:: Assigned task ::
What is needed is an exact transcription of every entry below.

►

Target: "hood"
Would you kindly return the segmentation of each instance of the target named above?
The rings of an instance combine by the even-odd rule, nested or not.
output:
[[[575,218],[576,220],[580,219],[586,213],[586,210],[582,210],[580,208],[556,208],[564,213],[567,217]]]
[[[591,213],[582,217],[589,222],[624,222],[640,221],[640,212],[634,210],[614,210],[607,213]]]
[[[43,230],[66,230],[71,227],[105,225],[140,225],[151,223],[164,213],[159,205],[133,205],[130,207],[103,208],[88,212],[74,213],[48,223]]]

◄

:: Exercise result ::
Target: "hood"
Would you kindly return the segmentation of each instance of the target named above?
The rings of an instance combine by the even-odd rule, nested or not.
output:
[[[575,218],[576,220],[580,219],[586,213],[586,210],[582,210],[580,208],[556,208],[564,213],[567,217]]]
[[[591,213],[582,217],[589,222],[624,222],[640,221],[640,212],[634,210],[614,210],[607,213]]]
[[[43,230],[66,230],[71,227],[105,225],[140,225],[151,223],[164,213],[159,205],[133,205],[130,207],[103,208],[88,212],[74,213],[48,223]]]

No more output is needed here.